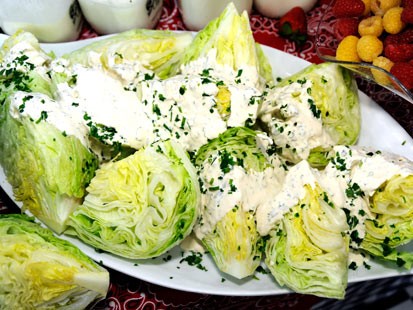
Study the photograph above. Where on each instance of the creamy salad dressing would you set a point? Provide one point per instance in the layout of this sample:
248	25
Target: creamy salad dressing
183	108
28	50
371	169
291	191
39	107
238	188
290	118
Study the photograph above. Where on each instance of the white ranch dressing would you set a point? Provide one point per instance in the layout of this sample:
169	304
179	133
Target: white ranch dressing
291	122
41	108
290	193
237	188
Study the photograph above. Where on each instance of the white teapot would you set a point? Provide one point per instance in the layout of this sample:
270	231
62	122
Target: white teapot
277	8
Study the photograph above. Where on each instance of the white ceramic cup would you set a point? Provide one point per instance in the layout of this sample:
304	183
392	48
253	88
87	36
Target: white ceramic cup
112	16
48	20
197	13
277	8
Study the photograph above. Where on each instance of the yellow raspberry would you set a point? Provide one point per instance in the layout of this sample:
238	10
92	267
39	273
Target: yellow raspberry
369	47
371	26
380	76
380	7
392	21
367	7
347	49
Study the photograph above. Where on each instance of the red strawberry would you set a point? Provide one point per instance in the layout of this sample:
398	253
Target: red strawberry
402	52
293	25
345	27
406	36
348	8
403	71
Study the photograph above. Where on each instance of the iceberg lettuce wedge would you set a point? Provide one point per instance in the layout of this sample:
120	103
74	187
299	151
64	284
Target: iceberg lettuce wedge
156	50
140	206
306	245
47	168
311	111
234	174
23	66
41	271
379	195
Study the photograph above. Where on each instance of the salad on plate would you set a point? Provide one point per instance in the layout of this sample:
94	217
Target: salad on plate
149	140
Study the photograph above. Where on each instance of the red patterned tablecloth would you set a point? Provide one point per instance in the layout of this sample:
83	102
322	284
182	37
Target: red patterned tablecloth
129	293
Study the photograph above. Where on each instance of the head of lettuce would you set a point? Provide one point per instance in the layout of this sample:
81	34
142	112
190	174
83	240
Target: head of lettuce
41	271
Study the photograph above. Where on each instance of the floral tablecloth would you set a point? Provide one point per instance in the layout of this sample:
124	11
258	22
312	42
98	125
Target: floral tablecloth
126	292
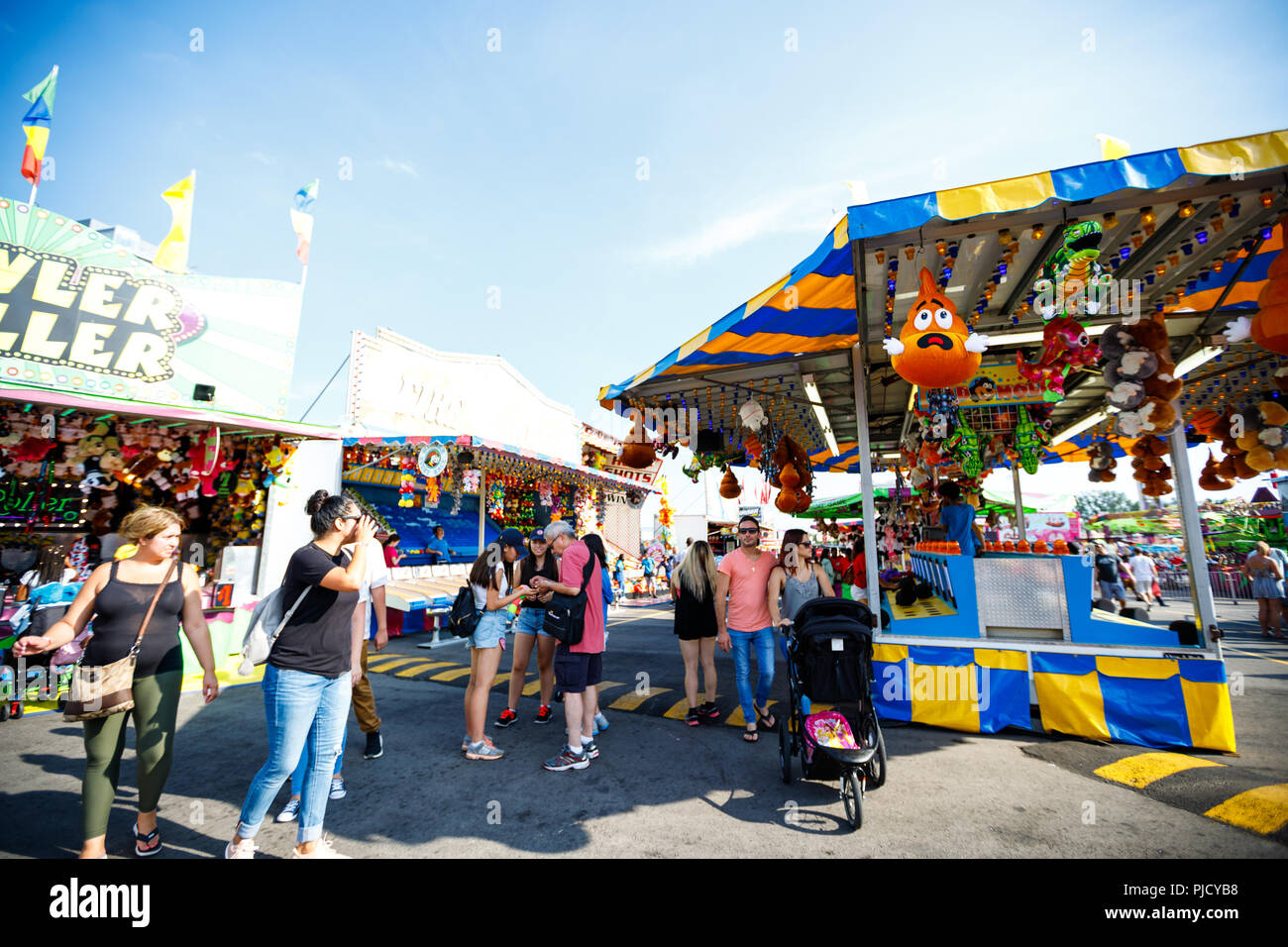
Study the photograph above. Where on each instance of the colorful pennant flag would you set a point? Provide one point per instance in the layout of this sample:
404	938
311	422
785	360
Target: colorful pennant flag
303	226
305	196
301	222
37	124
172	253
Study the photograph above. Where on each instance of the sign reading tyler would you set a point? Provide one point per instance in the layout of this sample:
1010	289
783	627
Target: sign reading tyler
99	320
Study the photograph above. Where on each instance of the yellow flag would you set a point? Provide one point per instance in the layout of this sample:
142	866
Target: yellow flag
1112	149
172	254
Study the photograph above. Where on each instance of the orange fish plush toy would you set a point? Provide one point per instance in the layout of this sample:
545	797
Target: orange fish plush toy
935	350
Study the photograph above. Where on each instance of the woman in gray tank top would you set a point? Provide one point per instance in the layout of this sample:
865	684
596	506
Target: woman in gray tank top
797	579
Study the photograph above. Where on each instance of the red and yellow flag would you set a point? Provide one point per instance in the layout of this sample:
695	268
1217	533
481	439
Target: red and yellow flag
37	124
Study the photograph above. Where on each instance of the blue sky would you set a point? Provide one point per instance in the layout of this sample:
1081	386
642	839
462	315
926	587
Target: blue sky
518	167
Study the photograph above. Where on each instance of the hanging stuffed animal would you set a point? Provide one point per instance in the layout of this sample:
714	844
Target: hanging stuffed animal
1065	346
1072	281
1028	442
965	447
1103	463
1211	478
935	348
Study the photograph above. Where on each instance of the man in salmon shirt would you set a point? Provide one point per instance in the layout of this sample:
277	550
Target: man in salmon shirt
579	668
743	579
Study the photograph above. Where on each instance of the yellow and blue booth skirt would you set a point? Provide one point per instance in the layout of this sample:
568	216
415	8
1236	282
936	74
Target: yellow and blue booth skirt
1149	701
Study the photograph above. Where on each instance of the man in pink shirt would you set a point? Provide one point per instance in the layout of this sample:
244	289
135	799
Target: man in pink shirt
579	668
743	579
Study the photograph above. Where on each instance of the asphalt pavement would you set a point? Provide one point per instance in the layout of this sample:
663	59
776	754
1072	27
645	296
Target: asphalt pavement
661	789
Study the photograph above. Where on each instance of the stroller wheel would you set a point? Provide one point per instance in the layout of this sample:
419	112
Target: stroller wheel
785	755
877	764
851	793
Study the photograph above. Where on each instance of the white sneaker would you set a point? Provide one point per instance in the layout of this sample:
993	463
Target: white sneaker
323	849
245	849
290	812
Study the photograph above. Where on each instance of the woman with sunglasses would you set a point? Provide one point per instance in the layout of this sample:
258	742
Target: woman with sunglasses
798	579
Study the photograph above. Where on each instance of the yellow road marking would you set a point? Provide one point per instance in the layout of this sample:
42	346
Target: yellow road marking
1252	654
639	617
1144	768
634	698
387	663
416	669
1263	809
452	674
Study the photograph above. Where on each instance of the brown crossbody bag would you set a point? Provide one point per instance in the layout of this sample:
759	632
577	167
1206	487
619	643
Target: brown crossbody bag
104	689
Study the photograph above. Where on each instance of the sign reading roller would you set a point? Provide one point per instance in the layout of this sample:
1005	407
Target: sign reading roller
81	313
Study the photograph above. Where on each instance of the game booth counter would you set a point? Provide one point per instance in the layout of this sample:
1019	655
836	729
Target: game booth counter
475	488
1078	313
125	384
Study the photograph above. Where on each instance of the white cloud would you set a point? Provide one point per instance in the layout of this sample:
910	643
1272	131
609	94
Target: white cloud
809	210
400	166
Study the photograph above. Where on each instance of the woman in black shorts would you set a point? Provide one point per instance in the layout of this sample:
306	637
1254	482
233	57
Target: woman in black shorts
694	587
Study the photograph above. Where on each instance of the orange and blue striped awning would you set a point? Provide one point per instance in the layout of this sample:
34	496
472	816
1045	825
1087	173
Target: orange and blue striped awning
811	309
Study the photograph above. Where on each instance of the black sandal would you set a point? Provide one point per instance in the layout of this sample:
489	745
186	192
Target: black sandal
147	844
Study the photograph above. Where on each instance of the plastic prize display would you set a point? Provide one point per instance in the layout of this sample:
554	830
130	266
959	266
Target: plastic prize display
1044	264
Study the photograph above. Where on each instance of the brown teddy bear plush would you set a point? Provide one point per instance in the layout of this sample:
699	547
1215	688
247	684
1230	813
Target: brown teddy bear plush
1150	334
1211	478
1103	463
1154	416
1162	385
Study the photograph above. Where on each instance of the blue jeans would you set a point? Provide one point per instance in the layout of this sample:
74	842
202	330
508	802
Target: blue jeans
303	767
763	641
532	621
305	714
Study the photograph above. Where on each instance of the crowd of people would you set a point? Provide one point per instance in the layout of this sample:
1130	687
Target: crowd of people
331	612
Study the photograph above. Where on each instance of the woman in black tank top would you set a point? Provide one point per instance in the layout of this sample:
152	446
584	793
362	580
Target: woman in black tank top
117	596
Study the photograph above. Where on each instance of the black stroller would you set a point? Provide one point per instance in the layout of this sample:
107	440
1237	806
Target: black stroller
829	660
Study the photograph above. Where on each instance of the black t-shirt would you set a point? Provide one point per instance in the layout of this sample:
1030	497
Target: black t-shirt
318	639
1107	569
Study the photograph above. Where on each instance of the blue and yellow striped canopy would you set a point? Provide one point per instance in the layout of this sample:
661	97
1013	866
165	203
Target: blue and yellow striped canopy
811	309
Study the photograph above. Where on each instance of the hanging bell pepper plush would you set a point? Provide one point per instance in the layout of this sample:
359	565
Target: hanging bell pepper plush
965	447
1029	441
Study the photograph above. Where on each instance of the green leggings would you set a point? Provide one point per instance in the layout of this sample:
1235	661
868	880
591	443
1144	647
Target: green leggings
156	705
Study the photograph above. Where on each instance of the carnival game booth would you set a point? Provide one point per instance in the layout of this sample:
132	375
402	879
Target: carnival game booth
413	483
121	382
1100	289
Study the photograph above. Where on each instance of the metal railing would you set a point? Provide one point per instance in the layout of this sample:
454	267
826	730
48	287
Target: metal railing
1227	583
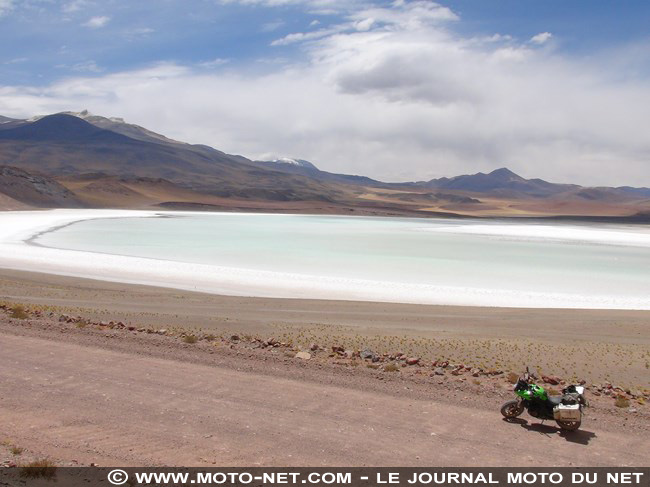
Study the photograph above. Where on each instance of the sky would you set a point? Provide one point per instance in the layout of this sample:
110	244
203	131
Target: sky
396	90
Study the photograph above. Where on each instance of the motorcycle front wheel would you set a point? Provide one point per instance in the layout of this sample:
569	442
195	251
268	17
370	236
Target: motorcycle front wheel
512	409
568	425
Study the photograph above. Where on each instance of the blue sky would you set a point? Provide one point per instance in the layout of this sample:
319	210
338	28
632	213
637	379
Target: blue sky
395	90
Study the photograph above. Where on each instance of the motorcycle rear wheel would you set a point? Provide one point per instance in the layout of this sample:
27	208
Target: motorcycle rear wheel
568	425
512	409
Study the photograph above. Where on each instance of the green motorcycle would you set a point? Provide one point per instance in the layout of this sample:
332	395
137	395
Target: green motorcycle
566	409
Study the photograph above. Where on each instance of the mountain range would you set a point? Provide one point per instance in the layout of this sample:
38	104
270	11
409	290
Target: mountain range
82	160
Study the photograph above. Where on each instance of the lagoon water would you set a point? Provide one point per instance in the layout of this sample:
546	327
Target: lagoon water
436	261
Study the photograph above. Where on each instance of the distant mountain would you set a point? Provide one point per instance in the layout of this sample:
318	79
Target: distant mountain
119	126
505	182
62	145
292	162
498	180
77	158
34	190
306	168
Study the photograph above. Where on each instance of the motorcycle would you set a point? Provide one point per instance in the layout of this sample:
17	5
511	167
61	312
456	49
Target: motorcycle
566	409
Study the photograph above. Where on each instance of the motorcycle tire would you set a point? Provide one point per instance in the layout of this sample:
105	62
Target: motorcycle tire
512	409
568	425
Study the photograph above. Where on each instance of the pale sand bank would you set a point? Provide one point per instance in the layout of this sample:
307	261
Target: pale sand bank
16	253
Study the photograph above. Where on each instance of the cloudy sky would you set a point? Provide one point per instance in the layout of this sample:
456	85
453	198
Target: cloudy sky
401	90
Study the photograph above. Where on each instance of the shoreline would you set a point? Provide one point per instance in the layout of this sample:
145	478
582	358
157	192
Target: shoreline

▶ [Description of the task]: The answer to this exercise is one number: how many lines of the records above contain the string "shoreline".

▶ [Task result]: 2